Give back, exactly as written, the lines from the first line of the data below through the line with "box: [171, 69, 200, 103]", and omit the pictures.

========================================

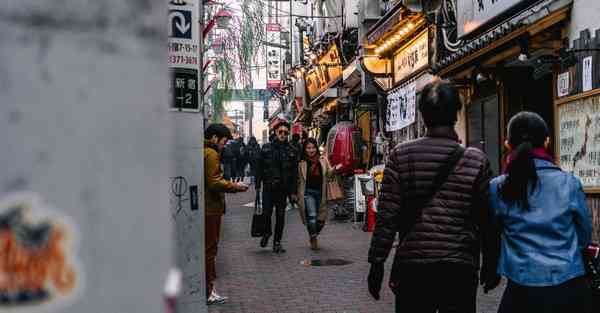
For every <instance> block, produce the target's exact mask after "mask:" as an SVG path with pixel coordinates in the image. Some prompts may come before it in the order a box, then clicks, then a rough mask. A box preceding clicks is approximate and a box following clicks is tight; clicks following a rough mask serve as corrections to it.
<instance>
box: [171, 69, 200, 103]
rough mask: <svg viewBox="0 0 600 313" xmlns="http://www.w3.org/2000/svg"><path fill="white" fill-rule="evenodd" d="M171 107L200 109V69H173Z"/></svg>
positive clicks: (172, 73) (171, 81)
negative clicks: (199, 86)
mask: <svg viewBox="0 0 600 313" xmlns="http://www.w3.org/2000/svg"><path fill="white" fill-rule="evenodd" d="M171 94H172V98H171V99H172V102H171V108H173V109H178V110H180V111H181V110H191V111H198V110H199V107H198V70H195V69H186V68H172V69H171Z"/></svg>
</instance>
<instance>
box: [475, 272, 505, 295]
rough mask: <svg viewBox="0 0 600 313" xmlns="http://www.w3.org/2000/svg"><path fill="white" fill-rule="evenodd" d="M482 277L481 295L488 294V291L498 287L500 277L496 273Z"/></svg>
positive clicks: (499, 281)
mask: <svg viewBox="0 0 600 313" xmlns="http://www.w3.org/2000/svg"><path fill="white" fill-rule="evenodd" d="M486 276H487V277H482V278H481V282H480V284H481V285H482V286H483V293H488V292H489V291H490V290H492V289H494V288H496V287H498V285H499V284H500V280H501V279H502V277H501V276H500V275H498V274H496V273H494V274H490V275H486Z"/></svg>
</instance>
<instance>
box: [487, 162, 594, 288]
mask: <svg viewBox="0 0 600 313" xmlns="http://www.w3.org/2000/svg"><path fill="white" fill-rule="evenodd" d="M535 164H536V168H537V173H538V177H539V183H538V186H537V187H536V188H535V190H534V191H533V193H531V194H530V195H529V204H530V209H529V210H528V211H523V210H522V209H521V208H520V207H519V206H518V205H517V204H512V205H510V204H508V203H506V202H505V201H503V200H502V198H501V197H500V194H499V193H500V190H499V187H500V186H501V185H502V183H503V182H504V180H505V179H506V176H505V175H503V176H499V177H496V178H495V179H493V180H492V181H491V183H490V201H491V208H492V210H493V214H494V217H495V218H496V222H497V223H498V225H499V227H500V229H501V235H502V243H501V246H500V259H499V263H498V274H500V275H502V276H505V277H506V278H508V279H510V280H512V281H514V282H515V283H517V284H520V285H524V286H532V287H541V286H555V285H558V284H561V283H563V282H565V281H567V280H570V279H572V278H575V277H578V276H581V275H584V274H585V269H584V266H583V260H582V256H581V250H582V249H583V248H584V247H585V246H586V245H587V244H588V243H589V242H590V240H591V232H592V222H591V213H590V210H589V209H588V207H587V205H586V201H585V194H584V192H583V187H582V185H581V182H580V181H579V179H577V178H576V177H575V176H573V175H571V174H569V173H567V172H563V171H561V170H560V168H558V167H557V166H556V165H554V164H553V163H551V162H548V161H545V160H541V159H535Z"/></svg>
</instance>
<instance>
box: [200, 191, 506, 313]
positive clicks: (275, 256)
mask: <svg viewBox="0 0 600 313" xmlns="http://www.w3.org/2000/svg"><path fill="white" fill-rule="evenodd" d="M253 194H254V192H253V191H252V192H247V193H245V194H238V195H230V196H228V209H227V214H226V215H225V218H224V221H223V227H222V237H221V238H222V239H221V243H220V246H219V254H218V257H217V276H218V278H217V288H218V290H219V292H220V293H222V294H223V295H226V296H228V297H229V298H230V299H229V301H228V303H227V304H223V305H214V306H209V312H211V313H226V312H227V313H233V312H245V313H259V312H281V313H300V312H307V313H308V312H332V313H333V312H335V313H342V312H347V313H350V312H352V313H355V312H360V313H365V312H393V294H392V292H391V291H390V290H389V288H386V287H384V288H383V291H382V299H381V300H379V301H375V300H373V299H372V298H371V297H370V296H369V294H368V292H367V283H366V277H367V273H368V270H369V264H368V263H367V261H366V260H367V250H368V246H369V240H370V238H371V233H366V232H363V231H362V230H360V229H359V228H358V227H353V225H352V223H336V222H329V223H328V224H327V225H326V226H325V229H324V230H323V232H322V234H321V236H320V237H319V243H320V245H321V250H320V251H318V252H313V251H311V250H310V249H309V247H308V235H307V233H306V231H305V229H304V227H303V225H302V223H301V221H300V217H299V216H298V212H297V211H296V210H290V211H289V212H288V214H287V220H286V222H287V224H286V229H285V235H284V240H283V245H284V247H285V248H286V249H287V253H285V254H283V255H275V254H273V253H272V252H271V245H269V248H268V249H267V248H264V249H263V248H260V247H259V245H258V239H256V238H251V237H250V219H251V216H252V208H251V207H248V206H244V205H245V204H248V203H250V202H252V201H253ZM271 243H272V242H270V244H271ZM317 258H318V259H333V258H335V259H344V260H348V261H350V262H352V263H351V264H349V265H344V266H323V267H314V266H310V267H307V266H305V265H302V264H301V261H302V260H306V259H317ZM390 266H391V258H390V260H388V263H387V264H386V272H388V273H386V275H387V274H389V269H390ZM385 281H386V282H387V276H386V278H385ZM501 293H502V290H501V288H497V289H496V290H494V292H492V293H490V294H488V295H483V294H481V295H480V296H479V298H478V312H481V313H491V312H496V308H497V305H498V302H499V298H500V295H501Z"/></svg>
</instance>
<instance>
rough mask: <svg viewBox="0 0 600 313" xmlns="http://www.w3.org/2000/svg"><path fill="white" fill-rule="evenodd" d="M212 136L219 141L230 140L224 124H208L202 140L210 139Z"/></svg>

========================================

#### FINISHED EXERCISE
For every <instance> block, produce the target's exact mask after "mask:" as an SVG path with pixel coordinates in the image. Some prompts may come before it in the order a box, then clicks, then a rough mask. A box preceding clicks is approximate and a box following clicks is tight; clicks following a rough mask serve as corrections to it.
<instance>
box: [171, 69, 200, 103]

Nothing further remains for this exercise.